Zagadka: Kto mógłby wypowiedzieć te słowa (i w jakim historycznym kontekście) i co jest charakterystyczne dla monet jednego z głównych "aktorów" tragedii, do których one nawiązują?

Miłej zabawy

ZM
« Ostatnia zmiana: 01 Lutego 2012, 10:27:24 wysłana przez zenonmoj »

Aurelius

  • Członkowie TPZN
  • Stały bywalec
  • *
  • Wiadomości: 685
Odp: Zagadka antyczna c.d.
« Odpowiedź #40 dnia: 03 Lutego 2012, 16:13:50 »
Ciężko oj ciężko...... uffff  :'(

zenonmoj

  • Rada Oficerów TPZN
  • Gaduła
  • *
  • Wiadomości: 4 372
Odp: Zagadka antyczna c.d.
« Odpowiedź #41 dnia: 04 Lutego 2012, 12:24:51 »
Podpowiedź:
Wskazówki zawarte w wierszu należy traktować dość dosłownie. Dotyczą one zarówno tożsamości, jak i konkretnych działań oraz wydarzeń związanych z osobą, o którą chodzi.

Pozdrawiam
ZM

PS. Z rozwiązaniem zagadki poczekam do niedzieli wieczora.

Julek C

  • Gaduła
  • ****
  • Wiadomości: 1 570
Odp: Zagadka antyczna c.d.
« Odpowiedź #42 dnia: 05 Lutego 2012, 10:29:00 »
Gandalf do Theodena i Aragorna przed bitwą o Śródziemie ?  8).

zenonmoj

  • Rada Oficerów TPZN
  • Gaduła
  • *
  • Wiadomości: 4 372
Odp: Zagadka antyczna c.d.
« Odpowiedź #43 dnia: 05 Lutego 2012, 13:52:24 »
Nie ta osoba, ale sytuacja bardzo podobna.  ;D

ZM

zenonmoj

  • Rada Oficerów TPZN
  • Gaduła
  • *
  • Wiadomości: 4 372
Odp: Zagadka antyczna c.d.
« Odpowiedź #44 dnia: 05 Lutego 2012, 20:21:20 »
12 maja 392 r. w południowogalijskim mieście Vienna (dziś Vienne) w jednym z pokojów cesarskiego pałacu znaleziono powieszone zwłoki Walentyniana II.  To rzekome samobójstwo było ostatnim, ponurym akcentem w  konflikcie młodego cesarza z jego „generalissimusem”, Frankiem Arbogastem, człowiekiem zdolnym i wiernie służącym Rzymowi, lecz o ogromnej ambicji, który Walentyniana praktycznie ubezwłasnowolnił.

WYODRĘBNIONE DANE:

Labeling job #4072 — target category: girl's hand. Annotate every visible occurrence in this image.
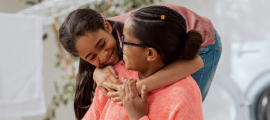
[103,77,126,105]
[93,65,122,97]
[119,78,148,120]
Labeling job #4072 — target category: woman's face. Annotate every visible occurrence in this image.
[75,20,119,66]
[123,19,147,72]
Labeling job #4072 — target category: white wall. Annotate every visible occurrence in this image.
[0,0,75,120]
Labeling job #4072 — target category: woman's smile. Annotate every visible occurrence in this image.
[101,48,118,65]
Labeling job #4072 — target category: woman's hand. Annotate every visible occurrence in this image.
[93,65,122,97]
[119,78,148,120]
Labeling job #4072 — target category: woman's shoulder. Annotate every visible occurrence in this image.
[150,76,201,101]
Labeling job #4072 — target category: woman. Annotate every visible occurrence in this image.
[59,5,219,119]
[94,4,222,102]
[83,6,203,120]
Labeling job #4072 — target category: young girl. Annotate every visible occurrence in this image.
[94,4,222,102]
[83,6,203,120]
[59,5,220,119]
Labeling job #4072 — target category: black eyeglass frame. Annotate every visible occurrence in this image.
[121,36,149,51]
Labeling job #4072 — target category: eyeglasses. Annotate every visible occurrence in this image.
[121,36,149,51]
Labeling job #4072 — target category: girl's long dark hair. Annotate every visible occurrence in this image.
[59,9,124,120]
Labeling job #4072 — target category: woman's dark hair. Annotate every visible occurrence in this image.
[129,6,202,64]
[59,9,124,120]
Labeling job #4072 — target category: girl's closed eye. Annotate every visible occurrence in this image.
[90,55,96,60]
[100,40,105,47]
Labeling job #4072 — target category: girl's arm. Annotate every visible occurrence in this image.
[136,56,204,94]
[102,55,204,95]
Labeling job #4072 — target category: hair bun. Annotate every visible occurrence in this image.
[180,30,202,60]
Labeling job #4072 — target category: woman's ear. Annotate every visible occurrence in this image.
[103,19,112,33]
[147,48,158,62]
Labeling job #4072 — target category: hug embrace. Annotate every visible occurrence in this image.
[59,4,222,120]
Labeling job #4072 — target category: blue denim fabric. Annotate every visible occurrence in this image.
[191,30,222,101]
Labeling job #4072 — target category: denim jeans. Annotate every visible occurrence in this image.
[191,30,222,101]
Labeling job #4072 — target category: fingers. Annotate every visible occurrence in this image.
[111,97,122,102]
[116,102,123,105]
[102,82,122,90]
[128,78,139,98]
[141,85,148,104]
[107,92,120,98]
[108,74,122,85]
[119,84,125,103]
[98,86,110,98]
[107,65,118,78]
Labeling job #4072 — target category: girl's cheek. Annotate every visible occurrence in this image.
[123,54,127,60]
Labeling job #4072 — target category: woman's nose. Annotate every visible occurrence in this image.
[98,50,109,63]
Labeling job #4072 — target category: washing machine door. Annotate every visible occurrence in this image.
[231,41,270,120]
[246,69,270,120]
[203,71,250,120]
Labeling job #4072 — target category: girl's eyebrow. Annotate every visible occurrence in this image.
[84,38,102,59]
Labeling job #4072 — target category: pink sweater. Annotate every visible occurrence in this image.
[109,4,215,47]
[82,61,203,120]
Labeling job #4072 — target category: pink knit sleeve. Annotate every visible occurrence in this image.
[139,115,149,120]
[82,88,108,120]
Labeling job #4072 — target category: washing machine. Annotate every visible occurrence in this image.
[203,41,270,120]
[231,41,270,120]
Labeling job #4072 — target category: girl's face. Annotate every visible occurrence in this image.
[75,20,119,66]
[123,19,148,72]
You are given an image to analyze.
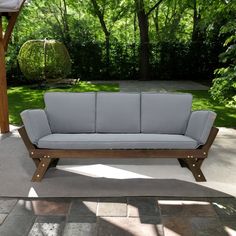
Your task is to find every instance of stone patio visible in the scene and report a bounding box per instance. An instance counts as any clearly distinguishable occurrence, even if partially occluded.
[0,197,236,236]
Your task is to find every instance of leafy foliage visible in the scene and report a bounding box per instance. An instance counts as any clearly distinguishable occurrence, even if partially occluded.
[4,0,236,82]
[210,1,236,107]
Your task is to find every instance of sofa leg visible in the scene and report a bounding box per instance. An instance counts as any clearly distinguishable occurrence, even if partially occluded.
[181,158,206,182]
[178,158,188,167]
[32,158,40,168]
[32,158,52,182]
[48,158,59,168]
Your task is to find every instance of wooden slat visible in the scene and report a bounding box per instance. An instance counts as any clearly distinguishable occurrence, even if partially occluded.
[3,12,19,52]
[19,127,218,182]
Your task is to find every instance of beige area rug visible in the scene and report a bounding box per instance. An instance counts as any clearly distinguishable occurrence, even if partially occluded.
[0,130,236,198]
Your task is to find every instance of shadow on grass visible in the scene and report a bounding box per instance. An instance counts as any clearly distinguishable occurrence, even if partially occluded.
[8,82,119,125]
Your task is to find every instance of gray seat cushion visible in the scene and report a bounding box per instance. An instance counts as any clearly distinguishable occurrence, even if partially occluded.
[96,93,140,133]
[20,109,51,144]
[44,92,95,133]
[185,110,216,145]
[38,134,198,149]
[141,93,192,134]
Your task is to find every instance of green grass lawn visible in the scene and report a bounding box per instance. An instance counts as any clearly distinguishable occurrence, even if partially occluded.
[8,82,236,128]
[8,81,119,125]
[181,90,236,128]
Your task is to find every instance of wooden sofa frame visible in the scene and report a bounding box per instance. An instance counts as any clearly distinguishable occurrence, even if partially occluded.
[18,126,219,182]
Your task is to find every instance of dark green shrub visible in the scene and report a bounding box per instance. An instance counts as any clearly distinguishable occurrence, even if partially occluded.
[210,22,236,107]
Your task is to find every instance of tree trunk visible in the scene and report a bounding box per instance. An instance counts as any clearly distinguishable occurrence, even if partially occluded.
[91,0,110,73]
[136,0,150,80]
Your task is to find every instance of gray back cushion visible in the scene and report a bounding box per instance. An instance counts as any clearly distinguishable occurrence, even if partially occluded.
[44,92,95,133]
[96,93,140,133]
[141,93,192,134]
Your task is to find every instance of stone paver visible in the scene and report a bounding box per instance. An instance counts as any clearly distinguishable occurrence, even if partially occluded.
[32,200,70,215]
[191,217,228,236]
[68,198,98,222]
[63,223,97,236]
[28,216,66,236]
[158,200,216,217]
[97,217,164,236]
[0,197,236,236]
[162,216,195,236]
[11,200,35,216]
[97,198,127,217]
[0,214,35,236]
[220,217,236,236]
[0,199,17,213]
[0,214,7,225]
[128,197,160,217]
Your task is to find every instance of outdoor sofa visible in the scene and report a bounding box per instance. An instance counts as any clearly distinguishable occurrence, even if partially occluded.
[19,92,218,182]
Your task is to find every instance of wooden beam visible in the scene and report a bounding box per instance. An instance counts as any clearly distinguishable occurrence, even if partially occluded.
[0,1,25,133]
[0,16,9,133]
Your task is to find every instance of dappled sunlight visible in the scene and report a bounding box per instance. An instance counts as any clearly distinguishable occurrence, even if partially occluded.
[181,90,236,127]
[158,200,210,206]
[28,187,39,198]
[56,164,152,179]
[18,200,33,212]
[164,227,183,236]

POLECENIE: Przepisz fragment wątku o zagadce antycznej, od "Ciężko oj ciężko......" w dół aż do "o którą chodzi.". Zamień w nim "wierszu" na "tekście".

ODPOWIEDŹ PISEMNA:
Ciężko oj ciężko...... uffff  :'(

zenonmoj

  • Rada Oficerów TPZN
  • Gaduła
  • *
  • Wiadomości: 4 372
Odp: Zagadka antyczna c.d.
« Odpowiedź #41 dnia: 04 Lutego 2012, 12:24:51 »
Podpowiedź:
Wskazówki zawarte w tekście należy traktować dość dosłownie. Dotyczą one zarówno tożsamości, jak i konkretnych działań oraz wydarzeń związanych z osobą, o którą chodzi.